» Tasks to complete:
1/ Transcribe the part of the article on alkene insertion that begins at the words "Chen-Guo Feng, Shanghai" and stops after "to excellent yields.".
2/ Name every researcher mentioned by name in the alkene insertion article.
3/ Write the next part of the alkene insertion article, starting after its last sentence.

» Text segment:
====
Alkene Insertion into Carbon–Halogen Bonds Enabled by Aggregation

Alkene Insertion into Carbon–Halogen Bonds Enabled by Aggregation

Author: ChemistryViews

Molecular aggregation affects the interactions between molecules and can be a useful tool, e.g., in materials science. Its value for chemical reaction development has been far less explored. In solvent-free reactions, reactants are in close contact with each other, and such an aggregated state may benefit the reaction. Research attention has been paid to the sustainable features of solvent-free reactions, but their potential to promote reactions has not been well-studied.

Chen-Guo Feng, Shanghai University of Traditional Chinese Medicine, China, and Shanghai Institute of Organic Chemistry, Chinese Academy of Sciences, Chunsen Li, Fujian Institute of Research on the Structure of Matter, Chinese Academy of Sciences, Fuzhou, Yingbin Liu, Shanghai Jiao Tong University School of Medicine, China, and colleagues have developed a method for aggregation-enabled alkene insertion into carbon–halogen bonds (pictured). The team reacted different aryl ethylenes with benzyl chloride, bromide, and iodide derivatives at 80–120 °C for 1–5 h under air. The corresponding insertion products were obtained in moderate to excellent yields.
====
» Natural-language object grounding data:

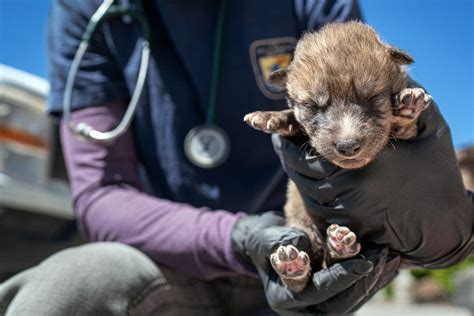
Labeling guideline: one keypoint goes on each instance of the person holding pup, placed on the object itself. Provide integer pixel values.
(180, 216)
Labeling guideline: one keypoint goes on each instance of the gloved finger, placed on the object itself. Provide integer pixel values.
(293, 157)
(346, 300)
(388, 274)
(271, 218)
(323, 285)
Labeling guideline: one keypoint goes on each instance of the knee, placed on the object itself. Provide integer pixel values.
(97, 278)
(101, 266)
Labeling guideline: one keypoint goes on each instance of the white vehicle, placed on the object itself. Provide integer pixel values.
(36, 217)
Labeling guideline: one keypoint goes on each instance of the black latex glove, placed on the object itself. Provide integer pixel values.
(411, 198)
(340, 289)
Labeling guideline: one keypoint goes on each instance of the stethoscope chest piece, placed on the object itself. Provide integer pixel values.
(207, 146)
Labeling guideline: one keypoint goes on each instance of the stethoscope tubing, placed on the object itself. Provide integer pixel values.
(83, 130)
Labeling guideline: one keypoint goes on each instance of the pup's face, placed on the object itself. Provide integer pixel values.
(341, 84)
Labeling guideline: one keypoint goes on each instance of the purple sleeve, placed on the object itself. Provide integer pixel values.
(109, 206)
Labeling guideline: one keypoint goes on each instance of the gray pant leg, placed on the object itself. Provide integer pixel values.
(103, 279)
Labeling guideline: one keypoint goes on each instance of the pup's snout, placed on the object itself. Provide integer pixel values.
====
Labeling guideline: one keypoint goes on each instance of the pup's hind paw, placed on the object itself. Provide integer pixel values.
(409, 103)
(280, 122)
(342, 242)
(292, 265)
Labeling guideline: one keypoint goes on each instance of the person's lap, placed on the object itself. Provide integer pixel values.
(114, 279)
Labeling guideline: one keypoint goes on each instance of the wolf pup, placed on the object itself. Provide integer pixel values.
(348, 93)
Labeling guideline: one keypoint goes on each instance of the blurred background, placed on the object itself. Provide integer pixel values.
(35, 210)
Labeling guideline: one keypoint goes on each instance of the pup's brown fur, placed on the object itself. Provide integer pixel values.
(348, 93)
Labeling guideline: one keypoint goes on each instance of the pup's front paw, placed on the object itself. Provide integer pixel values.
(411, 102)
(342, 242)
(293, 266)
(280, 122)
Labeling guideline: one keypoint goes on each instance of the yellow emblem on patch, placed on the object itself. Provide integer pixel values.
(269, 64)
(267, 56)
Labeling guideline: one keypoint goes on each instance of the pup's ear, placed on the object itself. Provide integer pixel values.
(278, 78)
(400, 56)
====
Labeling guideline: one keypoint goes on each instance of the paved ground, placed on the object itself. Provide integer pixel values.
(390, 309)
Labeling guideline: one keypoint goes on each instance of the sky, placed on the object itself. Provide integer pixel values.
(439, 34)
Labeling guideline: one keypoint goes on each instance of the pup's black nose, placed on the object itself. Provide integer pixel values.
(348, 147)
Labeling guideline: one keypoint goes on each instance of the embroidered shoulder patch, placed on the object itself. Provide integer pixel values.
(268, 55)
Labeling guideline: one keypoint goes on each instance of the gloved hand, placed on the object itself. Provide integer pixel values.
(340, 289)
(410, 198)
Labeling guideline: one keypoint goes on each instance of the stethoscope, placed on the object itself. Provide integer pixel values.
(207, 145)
====
» Responses per task:
1/
Chen-Guo Feng, Shanghai University of Traditional Chinese Medicine, China, and Shanghai Institute of Organic Chemistry, Chinese Academy of Sciences, Chunsen Li, Fujian Institute of Research on the Structure of Matter, Chinese Academy of Sciences, Fuzhou, Yingbin Liu, Shanghai Jiao Tong University School of Medicine, China, and colleagues have developed a method for aggregation-enabled alkene insertion into carbon–halogen bonds (pictured). The team reacted different aryl ethylenes with benzyl chloride, bromide, and iodide derivatives at 80–120 °C for 1–5 h under air. The corresponding insertion products were obtained in moderate to excellent yields.

2/ Chen-Guo Feng, Chunsen Li, Yingbin Liu

3/
According to the researchers, the spontaneous cleavage of carbon–halogen bonds generates an intimate ion pair, which can be quickly captured by alkenes in the aggregated state. Additional catalysts or promoters are not necessary for the transformation. Experiments with added solvent indicate that the aggregated state is critical for the reaction. The method provides a broad substrate scope, high functional group tolerance, simple operation, high atom economy, and sustainability. The work could encourage further reaction development based on an aggregation strategy.